### Required work
Would you output the whole of the data exactly?

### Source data
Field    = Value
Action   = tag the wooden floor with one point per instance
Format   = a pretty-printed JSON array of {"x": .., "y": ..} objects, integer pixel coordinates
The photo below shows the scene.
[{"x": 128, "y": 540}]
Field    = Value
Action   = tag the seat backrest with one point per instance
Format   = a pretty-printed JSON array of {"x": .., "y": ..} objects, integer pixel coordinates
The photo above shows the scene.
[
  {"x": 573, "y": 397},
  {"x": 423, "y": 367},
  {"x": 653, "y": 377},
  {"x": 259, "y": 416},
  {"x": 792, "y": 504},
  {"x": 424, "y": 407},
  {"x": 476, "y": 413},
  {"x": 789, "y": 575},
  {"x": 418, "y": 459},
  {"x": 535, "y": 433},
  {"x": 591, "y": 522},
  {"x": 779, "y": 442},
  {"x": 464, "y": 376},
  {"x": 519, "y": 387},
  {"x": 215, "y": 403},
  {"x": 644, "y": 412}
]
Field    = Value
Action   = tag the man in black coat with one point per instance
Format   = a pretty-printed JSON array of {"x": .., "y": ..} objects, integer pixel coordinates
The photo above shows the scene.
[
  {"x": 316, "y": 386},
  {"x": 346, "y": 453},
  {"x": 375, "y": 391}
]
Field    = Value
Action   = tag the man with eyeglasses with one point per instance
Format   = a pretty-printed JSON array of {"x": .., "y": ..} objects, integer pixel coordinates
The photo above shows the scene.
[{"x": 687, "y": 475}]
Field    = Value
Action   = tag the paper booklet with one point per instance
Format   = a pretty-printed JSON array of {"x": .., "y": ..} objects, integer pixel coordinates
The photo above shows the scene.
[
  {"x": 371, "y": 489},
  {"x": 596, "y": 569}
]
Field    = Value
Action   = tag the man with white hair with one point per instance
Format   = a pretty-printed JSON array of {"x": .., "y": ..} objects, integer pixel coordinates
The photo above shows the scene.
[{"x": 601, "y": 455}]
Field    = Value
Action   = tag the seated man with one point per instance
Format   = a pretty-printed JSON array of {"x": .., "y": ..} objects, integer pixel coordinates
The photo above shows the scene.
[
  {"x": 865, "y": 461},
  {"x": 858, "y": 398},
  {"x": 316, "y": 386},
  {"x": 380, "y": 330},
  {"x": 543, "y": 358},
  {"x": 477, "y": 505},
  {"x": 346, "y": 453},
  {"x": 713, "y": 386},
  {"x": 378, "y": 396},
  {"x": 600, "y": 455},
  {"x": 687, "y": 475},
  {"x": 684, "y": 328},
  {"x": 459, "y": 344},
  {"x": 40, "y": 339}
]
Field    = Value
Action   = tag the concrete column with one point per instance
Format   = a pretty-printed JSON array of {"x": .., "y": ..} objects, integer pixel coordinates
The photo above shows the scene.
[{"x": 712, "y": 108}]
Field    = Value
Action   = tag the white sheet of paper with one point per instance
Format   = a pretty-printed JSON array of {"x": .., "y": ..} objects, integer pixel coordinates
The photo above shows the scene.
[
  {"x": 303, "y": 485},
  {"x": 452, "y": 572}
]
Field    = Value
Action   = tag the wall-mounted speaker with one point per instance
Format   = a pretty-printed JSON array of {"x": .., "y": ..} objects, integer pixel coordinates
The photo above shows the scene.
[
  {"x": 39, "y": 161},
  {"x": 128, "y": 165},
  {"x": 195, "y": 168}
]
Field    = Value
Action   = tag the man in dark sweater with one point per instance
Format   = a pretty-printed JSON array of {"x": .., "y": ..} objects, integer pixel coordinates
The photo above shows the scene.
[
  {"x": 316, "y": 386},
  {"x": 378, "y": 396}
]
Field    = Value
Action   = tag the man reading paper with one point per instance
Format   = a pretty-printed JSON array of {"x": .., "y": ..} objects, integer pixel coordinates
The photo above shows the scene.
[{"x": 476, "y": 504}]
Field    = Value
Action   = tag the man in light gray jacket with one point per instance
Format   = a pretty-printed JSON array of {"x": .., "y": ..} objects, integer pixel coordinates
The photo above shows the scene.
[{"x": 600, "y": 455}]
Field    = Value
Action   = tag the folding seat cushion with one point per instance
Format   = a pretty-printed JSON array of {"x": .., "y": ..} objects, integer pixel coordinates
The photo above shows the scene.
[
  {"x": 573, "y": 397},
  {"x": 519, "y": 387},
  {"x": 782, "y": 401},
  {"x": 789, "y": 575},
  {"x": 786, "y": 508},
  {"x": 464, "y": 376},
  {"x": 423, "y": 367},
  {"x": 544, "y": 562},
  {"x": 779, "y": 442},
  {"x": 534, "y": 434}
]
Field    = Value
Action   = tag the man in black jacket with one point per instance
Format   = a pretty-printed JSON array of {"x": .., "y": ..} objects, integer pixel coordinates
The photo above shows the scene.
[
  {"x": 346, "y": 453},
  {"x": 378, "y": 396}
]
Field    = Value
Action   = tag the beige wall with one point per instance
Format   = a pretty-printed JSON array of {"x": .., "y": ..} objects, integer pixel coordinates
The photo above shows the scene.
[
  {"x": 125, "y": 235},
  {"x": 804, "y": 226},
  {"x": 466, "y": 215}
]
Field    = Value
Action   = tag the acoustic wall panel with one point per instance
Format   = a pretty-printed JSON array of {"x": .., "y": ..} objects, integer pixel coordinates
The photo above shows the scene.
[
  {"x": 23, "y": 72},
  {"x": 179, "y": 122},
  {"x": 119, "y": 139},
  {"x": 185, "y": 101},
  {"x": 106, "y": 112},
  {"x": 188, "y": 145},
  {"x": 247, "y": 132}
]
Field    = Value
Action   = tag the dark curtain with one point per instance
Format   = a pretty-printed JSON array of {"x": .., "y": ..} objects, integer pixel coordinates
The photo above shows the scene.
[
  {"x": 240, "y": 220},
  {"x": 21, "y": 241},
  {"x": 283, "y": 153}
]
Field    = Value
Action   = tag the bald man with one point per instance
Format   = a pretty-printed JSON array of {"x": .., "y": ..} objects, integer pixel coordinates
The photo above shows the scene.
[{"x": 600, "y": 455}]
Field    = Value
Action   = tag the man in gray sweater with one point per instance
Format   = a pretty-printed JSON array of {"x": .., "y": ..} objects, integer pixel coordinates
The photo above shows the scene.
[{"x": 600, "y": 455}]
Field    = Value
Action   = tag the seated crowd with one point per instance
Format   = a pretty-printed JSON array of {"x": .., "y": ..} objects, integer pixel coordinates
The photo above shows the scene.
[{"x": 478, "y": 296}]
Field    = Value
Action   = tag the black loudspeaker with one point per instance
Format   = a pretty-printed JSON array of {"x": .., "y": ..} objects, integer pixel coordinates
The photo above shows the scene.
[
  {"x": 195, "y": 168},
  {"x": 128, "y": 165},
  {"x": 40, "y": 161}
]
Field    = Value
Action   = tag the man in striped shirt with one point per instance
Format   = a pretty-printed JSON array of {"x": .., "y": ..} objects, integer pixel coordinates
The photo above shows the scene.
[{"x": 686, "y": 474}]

### Exercise answer
Field    = Value
Action   = tag the wooden floor with one point per instance
Format   = a pretty-printed JSON array of {"x": .., "y": ..} objects, integer pixel coordinates
The photo below shows the scene.
[{"x": 128, "y": 540}]
Field    = Value
Action   = tag the seat backrest with one point per instance
Format   = a pretty-printed JSON array of {"x": .., "y": ..} objects, integer pixel coordinates
The photo above shows the scene.
[
  {"x": 573, "y": 397},
  {"x": 423, "y": 367},
  {"x": 653, "y": 377},
  {"x": 259, "y": 416},
  {"x": 792, "y": 504},
  {"x": 424, "y": 407},
  {"x": 476, "y": 413},
  {"x": 789, "y": 575},
  {"x": 418, "y": 459},
  {"x": 535, "y": 433},
  {"x": 591, "y": 522},
  {"x": 779, "y": 442},
  {"x": 464, "y": 376},
  {"x": 519, "y": 387},
  {"x": 215, "y": 403},
  {"x": 644, "y": 412}
]
Field    = Value
Action   = tag the man in black coat with one point per instance
Format   = a pretty-printed JSON array of {"x": .., "y": ..} objects, integer pixel coordinates
The photo above shows the scene.
[
  {"x": 316, "y": 386},
  {"x": 346, "y": 453},
  {"x": 375, "y": 391}
]
Field    = Value
Action   = tag the man with eyeglasses with one point per instance
Format   = a pretty-printed JSON array of {"x": .., "y": ..} objects, integer pixel coordinates
The photo above shows the scene.
[{"x": 687, "y": 475}]
Field    = Value
Action   = tag the paper booklet with one point per instance
Format   = a pretty-printed JSON array of {"x": .., "y": ..} objects, integer pixel coordinates
The photo above shows the scene.
[
  {"x": 371, "y": 489},
  {"x": 596, "y": 569}
]
Field    = Value
Action   = tag the man with white hair with one point per instance
Format   = a pretty-printed JSON array of {"x": .., "y": ..} objects, integer pixel coordinates
The photo above shows the scene.
[{"x": 601, "y": 455}]
Field    = Value
Action   = tag the seated man with one point per instance
Format   = a pretty-printed JSON array of {"x": .., "y": ..} objects, integer pixel coordinates
The photo above shows the scene.
[
  {"x": 865, "y": 461},
  {"x": 858, "y": 398},
  {"x": 316, "y": 386},
  {"x": 380, "y": 330},
  {"x": 543, "y": 358},
  {"x": 477, "y": 505},
  {"x": 346, "y": 453},
  {"x": 713, "y": 386},
  {"x": 378, "y": 396},
  {"x": 600, "y": 455},
  {"x": 687, "y": 475},
  {"x": 684, "y": 328},
  {"x": 459, "y": 344},
  {"x": 40, "y": 339}
]
Field    = Value
Action   = tag the concrete column with one point per instance
Format   = a pretty-printed JSON array of {"x": .., "y": ..} objects, integer pixel coordinates
The photo above shows the scene.
[{"x": 712, "y": 108}]
Field    = Value
Action   = tag the white sheet of paper with one point per instance
Format   = a pretty-printed JSON array of {"x": .., "y": ..} objects, integer pixel coordinates
The photo above shows the scene.
[
  {"x": 303, "y": 485},
  {"x": 452, "y": 572}
]
Field    = Value
Action   = tag the wall-mounted speaker with one point per instance
Format   = a pretty-printed JSON array of {"x": .., "y": ..} objects, integer pixel coordinates
The photo above shows the scene.
[
  {"x": 39, "y": 161},
  {"x": 128, "y": 165},
  {"x": 195, "y": 168}
]
Field    = Value
Action   = tag the man in dark sweater with one point per instance
Format   = a pretty-printed JSON array of {"x": .., "y": ..} objects, integer pixel coordinates
The photo above shows the scene.
[
  {"x": 316, "y": 386},
  {"x": 378, "y": 396}
]
Field    = Value
Action   = tag the man reading paper with one point per instance
Format   = a pretty-printed JSON array of {"x": .., "y": ..} objects, integer pixel coordinates
The photo above shows the scene.
[{"x": 476, "y": 504}]
Field    = Value
Action   = tag the man in light gray jacket with one point per instance
Format   = a pretty-printed JSON array of {"x": .., "y": ..} objects, integer pixel coordinates
The photo above shows the scene.
[{"x": 600, "y": 455}]
Field    = Value
Action   = tag the folding seat cushion with one point per instance
Format   = a pretty-printed JSON array of {"x": .., "y": ..} objects, integer pixel coordinates
The photo above shows the scene.
[
  {"x": 573, "y": 397},
  {"x": 519, "y": 387},
  {"x": 782, "y": 401},
  {"x": 789, "y": 575},
  {"x": 786, "y": 508},
  {"x": 464, "y": 376},
  {"x": 423, "y": 367},
  {"x": 544, "y": 562},
  {"x": 779, "y": 442},
  {"x": 534, "y": 434}
]
Field    = Value
Action   = tag the man in black jacket with one point per instance
Format   = a pretty-printed JSON array of {"x": .., "y": ..} objects, integer pixel coordinates
The photo above shows the scene.
[
  {"x": 346, "y": 453},
  {"x": 378, "y": 396}
]
Field    = Value
Action   = tag the beige wall with one point per instance
Format   = a pretty-printed JSON array of {"x": .., "y": ..} objects, integer pixel coordinates
The photo above shows the scene.
[
  {"x": 125, "y": 235},
  {"x": 804, "y": 226},
  {"x": 466, "y": 215}
]
Field    = Value
Action   = tag the acoustic wall panel with one point per instance
Format   = a pretty-printed JSON array of {"x": .., "y": ..} objects, integer pixel coordinates
The photo above shows the scene.
[
  {"x": 23, "y": 72},
  {"x": 179, "y": 122},
  {"x": 119, "y": 139},
  {"x": 185, "y": 101},
  {"x": 106, "y": 112},
  {"x": 188, "y": 145},
  {"x": 247, "y": 132}
]
Field    = Value
Action   = tag the dark curtain with one point per instance
Format   = a pretty-printed JSON array of {"x": .., "y": ..} objects, integer pixel coordinates
The photo above shows the scene.
[
  {"x": 240, "y": 220},
  {"x": 21, "y": 241},
  {"x": 283, "y": 153}
]
Field    = Value
Action   = tag the bald man with one point per instance
Format   = a pretty-printed JSON array of {"x": .., "y": ..} objects, integer pixel coordinates
The photo above shows the scene.
[{"x": 600, "y": 455}]
Field    = Value
Action   = tag the man in gray sweater with one point per instance
Format   = a pretty-printed JSON array of {"x": .., "y": ..} objects, integer pixel coordinates
The photo above shows the scene.
[{"x": 600, "y": 455}]
Field    = Value
Action   = tag the seated crowd with one point per instance
Format   = a pretty-printed JSON array of {"x": .., "y": ..} objects, integer pixel coordinates
The photo above shows the scene.
[{"x": 478, "y": 296}]
Field    = Value
Action   = tag the black loudspeaker with one point per instance
Format   = a pretty-printed JSON array of {"x": .., "y": ..} objects, integer pixel coordinates
The photo above shows the scene.
[
  {"x": 195, "y": 168},
  {"x": 128, "y": 165},
  {"x": 40, "y": 161}
]
Field    = Value
Action   = tag the man in striped shirt with one point per instance
Format   = a pretty-printed JSON array of {"x": .., "y": ..} objects, integer pixel coordinates
The photo above shows the scene.
[{"x": 686, "y": 474}]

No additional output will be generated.